— START TASK INPUT —

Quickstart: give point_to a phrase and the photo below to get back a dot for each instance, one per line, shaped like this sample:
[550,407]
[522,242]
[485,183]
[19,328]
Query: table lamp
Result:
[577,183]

— END TASK INPUT —
— START TASK INPUT —

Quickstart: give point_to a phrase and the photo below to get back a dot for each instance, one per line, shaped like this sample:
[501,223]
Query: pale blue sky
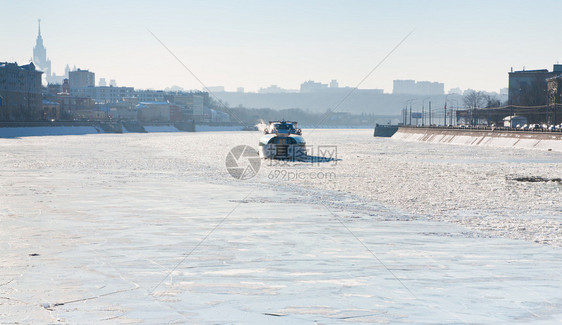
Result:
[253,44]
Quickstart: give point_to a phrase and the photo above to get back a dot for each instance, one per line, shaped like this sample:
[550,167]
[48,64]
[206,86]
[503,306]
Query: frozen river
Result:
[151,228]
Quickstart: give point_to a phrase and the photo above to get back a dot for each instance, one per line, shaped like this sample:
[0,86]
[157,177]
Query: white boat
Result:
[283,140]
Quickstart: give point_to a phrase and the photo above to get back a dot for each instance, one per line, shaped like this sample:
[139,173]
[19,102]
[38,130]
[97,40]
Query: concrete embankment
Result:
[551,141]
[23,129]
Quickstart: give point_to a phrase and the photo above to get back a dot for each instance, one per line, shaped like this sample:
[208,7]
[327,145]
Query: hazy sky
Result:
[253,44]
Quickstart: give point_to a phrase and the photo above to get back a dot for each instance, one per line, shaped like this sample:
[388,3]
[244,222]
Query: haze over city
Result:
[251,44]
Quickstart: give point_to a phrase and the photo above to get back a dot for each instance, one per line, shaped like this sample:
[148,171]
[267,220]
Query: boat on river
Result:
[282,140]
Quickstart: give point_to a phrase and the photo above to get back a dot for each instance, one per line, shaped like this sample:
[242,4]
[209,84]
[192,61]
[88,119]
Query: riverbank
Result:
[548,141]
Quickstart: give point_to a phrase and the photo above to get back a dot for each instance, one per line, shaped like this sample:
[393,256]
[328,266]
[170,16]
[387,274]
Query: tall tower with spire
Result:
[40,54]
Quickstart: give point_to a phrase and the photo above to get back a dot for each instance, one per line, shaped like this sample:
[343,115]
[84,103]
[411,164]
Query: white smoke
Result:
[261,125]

— END TASK INPUT —

> [WORK TO BE COMPLETED]
How many lines of the records above contain the string "Query"? Match case exactly, and reply with the number alone.

> [ANSWER]
11